▶ **YOUR GOAL**
Beneath this line is the data. Output exactly the lines from the line with "positive clicks: (432, 267)" to the line with "box: [295, 180, 540, 324]", both ends included, and nothing more.

▶ **SUPPLIED DATA**
___

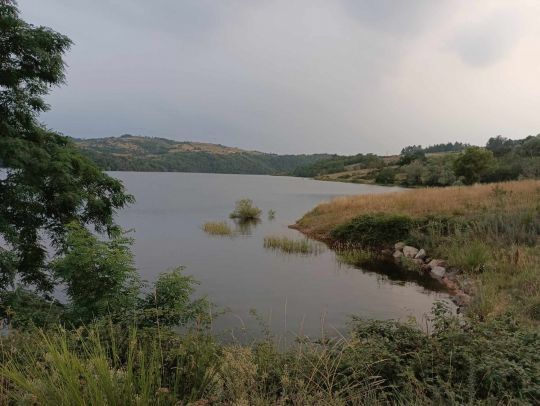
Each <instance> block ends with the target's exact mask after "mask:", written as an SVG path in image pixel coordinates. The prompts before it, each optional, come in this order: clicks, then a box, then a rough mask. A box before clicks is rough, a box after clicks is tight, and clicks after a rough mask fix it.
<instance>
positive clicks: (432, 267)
mask: <svg viewBox="0 0 540 406" xmlns="http://www.w3.org/2000/svg"><path fill="white" fill-rule="evenodd" d="M428 266H429V267H430V269H433V268H435V267H436V266H440V267H445V266H446V261H445V260H444V259H432V260H431V261H429V263H428Z"/></svg>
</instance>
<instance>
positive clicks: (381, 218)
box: [295, 180, 540, 324]
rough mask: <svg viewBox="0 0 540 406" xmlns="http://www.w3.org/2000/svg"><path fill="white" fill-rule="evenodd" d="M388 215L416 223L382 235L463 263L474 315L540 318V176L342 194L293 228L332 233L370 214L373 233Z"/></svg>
mask: <svg viewBox="0 0 540 406" xmlns="http://www.w3.org/2000/svg"><path fill="white" fill-rule="evenodd" d="M377 216H378V217H377ZM392 216H393V217H392ZM379 218H380V219H381V220H380V222H381V224H380V227H378V225H377V223H376V222H377V221H379V220H378V219H379ZM388 218H392V219H394V220H395V219H396V218H397V219H398V220H399V221H400V222H402V223H406V224H407V225H409V224H412V225H413V226H410V229H407V230H406V233H405V235H404V236H403V235H402V236H400V237H394V236H395V235H397V234H396V233H394V231H395V230H392V229H389V230H387V231H386V234H387V235H388V237H387V238H386V240H383V242H386V243H388V245H390V244H393V243H395V242H397V241H394V240H393V239H392V238H394V239H395V238H399V239H404V240H405V242H407V243H409V244H412V245H415V246H417V247H422V248H425V249H426V250H427V251H428V253H429V255H430V256H432V257H437V258H444V259H446V260H447V261H448V263H449V266H451V267H454V268H457V269H459V270H460V271H461V273H462V282H463V283H467V284H468V285H469V286H472V288H471V291H472V292H473V293H474V295H473V301H472V303H471V306H470V307H469V310H468V312H469V314H470V315H471V316H477V317H480V318H486V317H490V316H497V315H501V314H506V313H510V314H512V315H513V316H516V317H518V318H520V319H522V320H524V321H525V322H527V323H533V324H539V323H540V247H539V244H538V240H539V236H540V181H535V180H527V181H515V182H507V183H498V184H484V185H474V186H463V187H450V188H441V189H438V188H434V189H415V190H409V191H405V192H396V193H391V194H384V195H362V196H352V197H343V198H338V199H335V200H332V201H330V202H328V203H323V204H321V205H319V206H317V207H316V208H315V209H313V210H312V211H311V212H309V213H307V214H306V215H305V216H304V217H303V218H302V219H300V220H299V221H298V223H297V224H296V225H295V228H297V229H299V230H301V231H302V232H304V233H306V234H307V235H309V236H312V237H316V238H320V239H325V240H332V236H333V235H335V234H336V233H335V230H337V229H340V228H341V229H343V226H344V225H345V226H346V225H348V224H359V223H362V221H363V220H365V219H369V220H370V221H371V223H369V224H370V227H372V229H373V230H374V231H373V232H374V233H375V230H377V231H379V230H380V229H381V228H383V227H385V226H386V227H388V224H389V223H388ZM383 220H384V221H385V223H384V224H383V223H382V222H383ZM364 223H366V221H364ZM341 235H343V234H341ZM345 235H346V234H345ZM357 237H358V238H360V237H361V236H358V235H357ZM383 237H384V233H383ZM350 238H351V239H354V237H353V236H352V235H351V237H350ZM345 239H347V237H345ZM345 242H347V241H345Z"/></svg>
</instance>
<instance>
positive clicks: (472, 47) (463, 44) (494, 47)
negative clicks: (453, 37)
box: [453, 10, 519, 67]
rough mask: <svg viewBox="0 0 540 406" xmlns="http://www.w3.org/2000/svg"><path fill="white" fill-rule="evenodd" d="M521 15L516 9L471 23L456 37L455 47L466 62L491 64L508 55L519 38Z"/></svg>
mask: <svg viewBox="0 0 540 406" xmlns="http://www.w3.org/2000/svg"><path fill="white" fill-rule="evenodd" d="M518 30H519V27H518V19H517V16H516V15H515V14H514V13H512V10H510V11H508V10H507V12H505V13H504V14H502V13H497V14H495V15H490V16H488V17H487V18H486V19H485V20H484V21H481V22H480V23H477V24H468V25H467V26H466V27H464V28H463V29H462V31H460V32H459V33H458V34H457V35H456V38H455V39H454V41H453V49H454V50H455V52H456V53H457V54H458V55H459V57H460V58H461V59H462V60H463V62H465V63H467V64H469V65H471V66H474V67H483V66H488V65H491V64H494V63H497V62H498V61H501V60H503V59H504V57H505V56H506V54H507V53H508V52H510V51H511V50H512V48H513V47H514V46H515V44H516V42H517V40H518Z"/></svg>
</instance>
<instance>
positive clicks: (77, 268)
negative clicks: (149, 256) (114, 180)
mask: <svg viewBox="0 0 540 406" xmlns="http://www.w3.org/2000/svg"><path fill="white" fill-rule="evenodd" d="M132 242H133V241H132V240H131V239H130V238H127V237H126V236H125V235H123V234H122V233H121V232H120V230H118V231H116V232H114V233H113V234H112V235H111V238H110V240H105V241H103V240H99V239H98V238H96V236H95V235H93V234H92V233H90V232H89V231H88V230H87V229H86V228H84V227H81V226H80V225H79V224H78V223H76V222H73V223H71V224H69V225H68V233H67V238H66V241H65V244H64V250H63V251H64V253H63V255H62V256H61V257H59V258H57V259H56V260H55V261H53V262H52V264H51V268H52V270H53V272H54V276H55V277H56V278H57V279H58V280H59V281H60V282H61V283H62V285H63V286H65V287H66V292H67V296H68V297H69V308H68V316H69V319H70V320H71V321H72V322H73V323H75V324H79V323H89V322H91V321H92V320H93V319H94V318H97V317H101V316H103V315H106V314H109V315H111V316H112V317H113V318H114V317H115V316H119V315H122V317H126V315H128V314H130V313H132V311H133V310H134V309H135V307H136V304H137V300H138V295H139V290H140V287H141V283H140V281H139V277H138V275H137V270H136V269H135V265H134V261H133V254H132V253H131V244H132Z"/></svg>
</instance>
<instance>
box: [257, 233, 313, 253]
mask: <svg viewBox="0 0 540 406" xmlns="http://www.w3.org/2000/svg"><path fill="white" fill-rule="evenodd" d="M264 248H268V249H272V250H279V251H281V252H285V253H287V254H305V255H307V254H319V253H320V252H322V250H323V247H322V245H321V244H320V243H318V242H315V241H311V240H308V239H307V238H301V239H292V238H289V237H285V236H268V237H265V238H264Z"/></svg>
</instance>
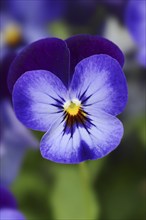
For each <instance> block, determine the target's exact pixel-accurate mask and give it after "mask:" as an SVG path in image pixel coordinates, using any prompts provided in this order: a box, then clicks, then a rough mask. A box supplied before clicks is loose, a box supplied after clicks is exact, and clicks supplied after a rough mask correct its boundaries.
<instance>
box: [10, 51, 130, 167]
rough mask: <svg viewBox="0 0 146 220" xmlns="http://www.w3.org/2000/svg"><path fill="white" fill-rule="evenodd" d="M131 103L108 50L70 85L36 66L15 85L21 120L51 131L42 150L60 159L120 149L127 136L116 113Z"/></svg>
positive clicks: (81, 62)
mask: <svg viewBox="0 0 146 220" xmlns="http://www.w3.org/2000/svg"><path fill="white" fill-rule="evenodd" d="M126 102H127V85H126V80H125V76H124V74H123V72H122V69H121V67H120V65H119V63H118V61H116V60H115V59H114V58H112V57H111V56H108V55H103V54H101V55H93V56H90V57H88V58H85V59H83V60H81V61H80V62H79V63H78V64H77V65H76V67H75V72H74V74H73V78H72V80H71V83H70V85H69V87H68V88H67V87H66V86H65V85H64V84H63V83H62V81H61V80H60V79H59V78H58V76H56V75H54V73H53V72H51V71H48V70H32V71H27V72H26V73H24V74H23V75H22V76H21V77H20V78H19V79H18V80H17V82H16V83H15V85H14V89H13V105H14V110H15V113H16V115H17V117H18V119H19V120H20V121H21V122H23V123H24V124H25V125H26V126H27V127H29V128H32V129H34V130H40V131H47V133H46V134H45V135H44V136H43V138H42V140H41V143H40V150H41V154H42V156H43V157H44V158H46V159H49V160H52V161H55V162H59V163H80V162H82V161H85V160H89V159H98V158H101V157H103V156H105V155H107V154H108V153H110V152H111V151H112V150H114V149H115V148H116V147H117V146H118V145H119V143H120V141H121V138H122V135H123V126H122V123H121V122H120V121H119V120H118V119H117V118H116V115H118V114H119V113H121V112H122V111H123V109H124V107H125V105H126Z"/></svg>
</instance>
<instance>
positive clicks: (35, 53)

___

▶ **EXERCISE RESPONSE**
positive clicks: (432, 267)
mask: <svg viewBox="0 0 540 406" xmlns="http://www.w3.org/2000/svg"><path fill="white" fill-rule="evenodd" d="M428 266H429V267H430V269H433V268H435V267H436V266H440V267H445V266H446V261H445V260H444V259H432V260H431V261H429V263H428Z"/></svg>
</instance>
<instance>
positive clicks: (381, 218)
box: [295, 180, 540, 324]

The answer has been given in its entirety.